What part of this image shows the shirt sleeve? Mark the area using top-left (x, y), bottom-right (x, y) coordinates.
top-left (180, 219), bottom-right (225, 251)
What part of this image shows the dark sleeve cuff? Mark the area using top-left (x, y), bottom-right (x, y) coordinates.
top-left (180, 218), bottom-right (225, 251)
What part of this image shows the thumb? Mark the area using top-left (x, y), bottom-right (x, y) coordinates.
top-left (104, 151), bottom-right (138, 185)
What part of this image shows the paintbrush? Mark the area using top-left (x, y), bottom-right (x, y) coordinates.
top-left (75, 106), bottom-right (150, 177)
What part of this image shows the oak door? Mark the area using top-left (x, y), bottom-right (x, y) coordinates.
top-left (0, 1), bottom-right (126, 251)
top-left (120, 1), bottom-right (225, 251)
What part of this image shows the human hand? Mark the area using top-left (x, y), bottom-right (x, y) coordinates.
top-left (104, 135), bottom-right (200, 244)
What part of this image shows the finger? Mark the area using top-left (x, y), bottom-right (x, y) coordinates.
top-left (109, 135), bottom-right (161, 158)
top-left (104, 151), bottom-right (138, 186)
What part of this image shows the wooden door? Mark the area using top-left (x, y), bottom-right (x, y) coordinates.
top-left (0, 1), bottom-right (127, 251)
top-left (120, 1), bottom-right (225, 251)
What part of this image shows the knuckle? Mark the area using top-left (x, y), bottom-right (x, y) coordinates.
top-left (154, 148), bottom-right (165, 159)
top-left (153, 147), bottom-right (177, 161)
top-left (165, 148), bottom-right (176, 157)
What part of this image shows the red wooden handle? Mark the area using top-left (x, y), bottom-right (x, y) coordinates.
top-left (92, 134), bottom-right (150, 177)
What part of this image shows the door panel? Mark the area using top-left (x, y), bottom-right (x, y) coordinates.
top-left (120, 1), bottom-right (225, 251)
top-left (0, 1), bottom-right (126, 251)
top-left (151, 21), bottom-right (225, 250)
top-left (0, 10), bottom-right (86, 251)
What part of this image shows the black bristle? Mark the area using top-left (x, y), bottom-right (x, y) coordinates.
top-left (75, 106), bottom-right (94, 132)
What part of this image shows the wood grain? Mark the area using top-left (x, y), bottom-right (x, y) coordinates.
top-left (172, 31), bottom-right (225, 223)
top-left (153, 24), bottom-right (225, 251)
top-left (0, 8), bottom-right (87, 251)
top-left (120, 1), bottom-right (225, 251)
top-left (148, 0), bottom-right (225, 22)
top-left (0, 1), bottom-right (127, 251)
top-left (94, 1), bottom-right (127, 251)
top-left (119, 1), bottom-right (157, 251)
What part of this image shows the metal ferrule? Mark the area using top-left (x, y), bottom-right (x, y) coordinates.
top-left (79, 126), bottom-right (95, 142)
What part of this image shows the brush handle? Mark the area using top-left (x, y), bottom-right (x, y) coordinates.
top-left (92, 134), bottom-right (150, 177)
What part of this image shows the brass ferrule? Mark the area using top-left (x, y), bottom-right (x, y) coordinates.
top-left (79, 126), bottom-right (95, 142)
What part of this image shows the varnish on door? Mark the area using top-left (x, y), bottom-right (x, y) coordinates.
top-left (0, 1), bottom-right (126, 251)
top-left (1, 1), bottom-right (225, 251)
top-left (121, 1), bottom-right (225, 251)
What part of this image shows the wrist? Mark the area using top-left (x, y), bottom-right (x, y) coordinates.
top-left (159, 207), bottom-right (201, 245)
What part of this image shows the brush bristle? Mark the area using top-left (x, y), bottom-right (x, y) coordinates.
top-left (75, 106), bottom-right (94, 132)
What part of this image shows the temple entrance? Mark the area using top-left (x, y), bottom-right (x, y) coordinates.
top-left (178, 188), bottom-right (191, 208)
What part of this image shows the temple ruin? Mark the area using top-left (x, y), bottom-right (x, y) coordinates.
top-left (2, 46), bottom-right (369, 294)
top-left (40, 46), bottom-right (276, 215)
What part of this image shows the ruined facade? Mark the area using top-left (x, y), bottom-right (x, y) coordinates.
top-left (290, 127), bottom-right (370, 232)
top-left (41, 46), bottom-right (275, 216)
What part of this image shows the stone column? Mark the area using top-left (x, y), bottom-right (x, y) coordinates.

> _DIRECTIONS FOR THIS TASK_: The listing above is to be restated word for word.

> _RESPONSE AREA_:
What part of this image shows the shirt sleeve? Mark the area using top-left (x, y), bottom-right (x, y) coordinates.
top-left (180, 219), bottom-right (225, 251)
What part of this image shows the dark sleeve cuff? Mark the area using top-left (x, y), bottom-right (x, y) coordinates.
top-left (180, 218), bottom-right (225, 251)
What part of this image shows the thumb? Mark the area using top-left (x, y), bottom-right (x, y) coordinates.
top-left (104, 151), bottom-right (138, 185)
What part of this image shows the paintbrush? Mark the area using top-left (x, y), bottom-right (x, y) coordinates.
top-left (75, 106), bottom-right (150, 177)
What part of this image shows the oak door? Mark the area using top-left (x, y), bottom-right (x, y) coordinates.
top-left (0, 1), bottom-right (126, 251)
top-left (120, 1), bottom-right (225, 251)
What part of this image shows the human hand? Mark the area using top-left (x, y), bottom-right (x, y) coordinates.
top-left (104, 135), bottom-right (200, 244)
What part of this image shows the finger? Mark the area using top-left (x, y), bottom-right (x, y) coordinates.
top-left (109, 135), bottom-right (161, 158)
top-left (104, 151), bottom-right (138, 186)
What part of this image shows the wooden door? Mark the area using top-left (x, y), bottom-right (x, y) coordinates.
top-left (0, 1), bottom-right (127, 251)
top-left (120, 1), bottom-right (225, 251)
What part of this image shows the knuckle? Mark the area using top-left (x, y), bottom-right (x, y) coordinates.
top-left (154, 148), bottom-right (165, 159)
top-left (153, 147), bottom-right (177, 161)
top-left (165, 148), bottom-right (176, 157)
What part of this image shows the red wooden handle? Mark the area using top-left (x, y), bottom-right (x, y) coordinates.
top-left (92, 134), bottom-right (150, 177)
What part of this image shows the door panel? Mark the area using top-left (x, y), bottom-right (x, y) coordinates.
top-left (120, 1), bottom-right (225, 251)
top-left (0, 1), bottom-right (126, 251)
top-left (151, 21), bottom-right (225, 250)
top-left (0, 10), bottom-right (86, 251)
What part of this image shows the black bristle? Mark the area using top-left (x, y), bottom-right (x, y) coordinates.
top-left (75, 106), bottom-right (94, 132)
What part of this image shows the wood grain? Mark the area using top-left (x, y), bottom-right (x, y) coordinates.
top-left (172, 31), bottom-right (225, 223)
top-left (153, 24), bottom-right (225, 251)
top-left (0, 8), bottom-right (87, 251)
top-left (120, 1), bottom-right (225, 251)
top-left (148, 0), bottom-right (225, 22)
top-left (0, 1), bottom-right (127, 251)
top-left (94, 1), bottom-right (127, 251)
top-left (119, 1), bottom-right (157, 251)
What part of this image shows the metal ferrule? Mark the area using top-left (x, y), bottom-right (x, y) coordinates.
top-left (79, 126), bottom-right (95, 142)
What part of this image shows the brush handle? Mark the area using top-left (x, y), bottom-right (x, y) coordinates.
top-left (92, 134), bottom-right (150, 177)
What part of this image shows the brass ferrule? Mark the area using top-left (x, y), bottom-right (x, y) coordinates.
top-left (79, 126), bottom-right (95, 142)
What part of this image shows the varnish on door? Mark the area using top-left (x, y), bottom-right (x, y) coordinates.
top-left (0, 1), bottom-right (126, 251)
top-left (1, 1), bottom-right (225, 251)
top-left (121, 1), bottom-right (225, 251)
What part of this image shows the wrist? Mark the area using top-left (x, y), bottom-right (x, y) coordinates.
top-left (159, 207), bottom-right (201, 245)
What part of this image shows the brush bristle? Mark the area using top-left (x, y), bottom-right (x, y) coordinates.
top-left (75, 106), bottom-right (94, 132)
What part of this image shows the temple entrance? Mark the area using top-left (x, y), bottom-right (x, y) coordinates.
top-left (178, 188), bottom-right (191, 208)
What part of this image shows the temple ruin? Mark the area using top-left (x, y), bottom-right (x, y) coordinates.
top-left (2, 46), bottom-right (369, 294)
top-left (40, 46), bottom-right (276, 215)
What part of this image shows the ruined facade? Mark the area using top-left (x, y), bottom-right (x, y) coordinates.
top-left (290, 127), bottom-right (370, 232)
top-left (41, 46), bottom-right (275, 216)
What part of this image shows the stone column? Mark the area using top-left (x, y), bottom-right (x, y) coordinates.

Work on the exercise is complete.